> **APPLY WHAT YOU READ**
[1] Using the article on state-funded presidential primaries, answer each question below.
(a) What yearly appropriation does HB 204 call for?
(b) How many Utahns voted in the 2008 presidential primary?
(c) How long did Pat Jones wait in line before leaving?
[2] Copy the stretch of the article on state-funded presidential primaries from "State Funded Presidential" through "mitigate the situation." word for word.

State Funded Presidential Primaries Advance With GOP, Dem Party Chairs Joining Together

Still reeling from last year’s jam-packed presidential caucus meetings for Republicans and Democrats alike, the House Government Operations Committee considered Wednesday several measures to help mitigate the situation.

HB 204 – Presidential Primary Amendments, sponsored by Representative Patrice Arent (Democrat – Millcreek), would require the Legislature to fund a presidential primary election every four years. The bill calls for a yearly appropriation of $725,000, with $3 million being the ultimate cost for a statewide primary.

In the 2008 presidential primary, more than 428,000 Utahns voted. That number dropped 53 percent in 2016 to approximately 280,000 – 200,000 Republicans and 80,000 Democrats. Arent said not having a primary harmed, in particular, the elderly, disabled, and working class, due to long lines, a lack of parking, and limited hours.

Utah Democratic Party Chair Peter Corroon said that about 200 people helped run Democratic caucus meetings all over the state, but disaster still ensued because there were so many people in attendance. He believes a primary would be far more appropriate. “We can run a convention with 2,500 delegates, but when we have 80,000 people who come to vote it just doesn’t work out very well,” said Corroon. “We believe that an eight-hour primary is a lot better than a two-hour caucus to host 80,000 people.”

Utah Republican Party Chair James Evans says his party hasn’t decided whether or not they will participate in future primaries. However, the GOP definitely supports the funding of a primary for political parties who wish to go that route. “We do support the funding of it. That preserves that option because that’s four years down the road and I think better be prepared than not be prepared,” said Evans.

Former Utah State Senator Pat Jones related how she wasn’t able to participate in the 2016 caucus because she was recovering from major back surgery. On March 10, Jones had four rods placed in her back. 12 days later, she went to her caucus meeting to vote but ended up encountering long lines. Jones waited about 10 minutes and couldn’t take it any longer, so she went to her neighborhood caucus meeting to kill some time.

> **EXERCISE DATA**
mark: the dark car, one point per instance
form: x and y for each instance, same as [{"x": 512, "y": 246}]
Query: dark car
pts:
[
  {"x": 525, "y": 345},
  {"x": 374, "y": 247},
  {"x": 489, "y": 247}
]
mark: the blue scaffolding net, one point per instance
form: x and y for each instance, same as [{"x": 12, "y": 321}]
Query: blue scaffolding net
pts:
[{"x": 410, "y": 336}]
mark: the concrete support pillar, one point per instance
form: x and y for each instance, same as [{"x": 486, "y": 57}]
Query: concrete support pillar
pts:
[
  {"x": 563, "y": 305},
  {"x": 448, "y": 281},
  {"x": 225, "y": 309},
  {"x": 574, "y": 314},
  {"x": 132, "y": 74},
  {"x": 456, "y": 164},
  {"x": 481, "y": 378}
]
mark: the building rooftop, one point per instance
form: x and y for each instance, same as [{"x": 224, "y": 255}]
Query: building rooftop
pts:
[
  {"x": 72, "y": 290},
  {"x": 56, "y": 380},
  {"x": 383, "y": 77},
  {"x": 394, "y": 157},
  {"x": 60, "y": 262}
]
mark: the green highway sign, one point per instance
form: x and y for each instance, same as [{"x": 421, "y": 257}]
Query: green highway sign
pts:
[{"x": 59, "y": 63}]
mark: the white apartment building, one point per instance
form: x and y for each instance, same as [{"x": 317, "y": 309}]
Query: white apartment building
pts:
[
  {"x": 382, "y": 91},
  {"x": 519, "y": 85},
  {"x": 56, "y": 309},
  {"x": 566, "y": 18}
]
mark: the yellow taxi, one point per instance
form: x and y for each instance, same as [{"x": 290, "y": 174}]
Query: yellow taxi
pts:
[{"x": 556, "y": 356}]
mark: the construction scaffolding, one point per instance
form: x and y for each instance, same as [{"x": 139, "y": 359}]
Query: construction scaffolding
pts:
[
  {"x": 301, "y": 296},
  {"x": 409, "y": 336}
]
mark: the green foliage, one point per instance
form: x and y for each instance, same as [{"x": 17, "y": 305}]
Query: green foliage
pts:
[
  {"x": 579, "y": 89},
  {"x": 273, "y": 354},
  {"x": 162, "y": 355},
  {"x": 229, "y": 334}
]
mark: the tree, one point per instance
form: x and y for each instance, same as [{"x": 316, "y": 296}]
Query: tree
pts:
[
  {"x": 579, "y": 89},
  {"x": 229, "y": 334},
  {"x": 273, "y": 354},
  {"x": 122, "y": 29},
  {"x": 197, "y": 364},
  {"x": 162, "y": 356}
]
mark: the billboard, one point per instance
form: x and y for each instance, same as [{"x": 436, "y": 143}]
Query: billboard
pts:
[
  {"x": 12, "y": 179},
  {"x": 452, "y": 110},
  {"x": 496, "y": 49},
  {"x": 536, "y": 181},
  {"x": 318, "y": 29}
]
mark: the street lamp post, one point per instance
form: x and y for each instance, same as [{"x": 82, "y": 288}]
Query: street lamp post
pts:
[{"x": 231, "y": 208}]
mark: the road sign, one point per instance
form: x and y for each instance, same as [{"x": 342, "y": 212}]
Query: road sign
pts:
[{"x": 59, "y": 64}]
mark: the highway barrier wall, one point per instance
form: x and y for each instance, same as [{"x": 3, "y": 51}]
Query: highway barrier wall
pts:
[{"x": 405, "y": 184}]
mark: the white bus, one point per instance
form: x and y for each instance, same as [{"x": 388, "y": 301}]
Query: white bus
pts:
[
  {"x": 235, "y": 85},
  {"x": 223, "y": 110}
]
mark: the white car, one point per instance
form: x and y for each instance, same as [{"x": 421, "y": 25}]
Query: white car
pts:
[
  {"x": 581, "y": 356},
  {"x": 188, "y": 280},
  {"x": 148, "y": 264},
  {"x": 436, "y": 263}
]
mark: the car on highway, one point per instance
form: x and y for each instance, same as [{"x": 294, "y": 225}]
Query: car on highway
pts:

> **SOLVED TASKS**
[1]
(a) $725,000
(b) More than 428,000
(c) About 10 minutes

[2]
State Funded Presidential Primaries Advance With GOP, Dem Party Chairs Joining Together

Still reeling from last year’s jam-packed presidential caucus meetings for Republicans and Democrats alike, the House Government Operations Committee considered Wednesday several measures to help mitigate the situation.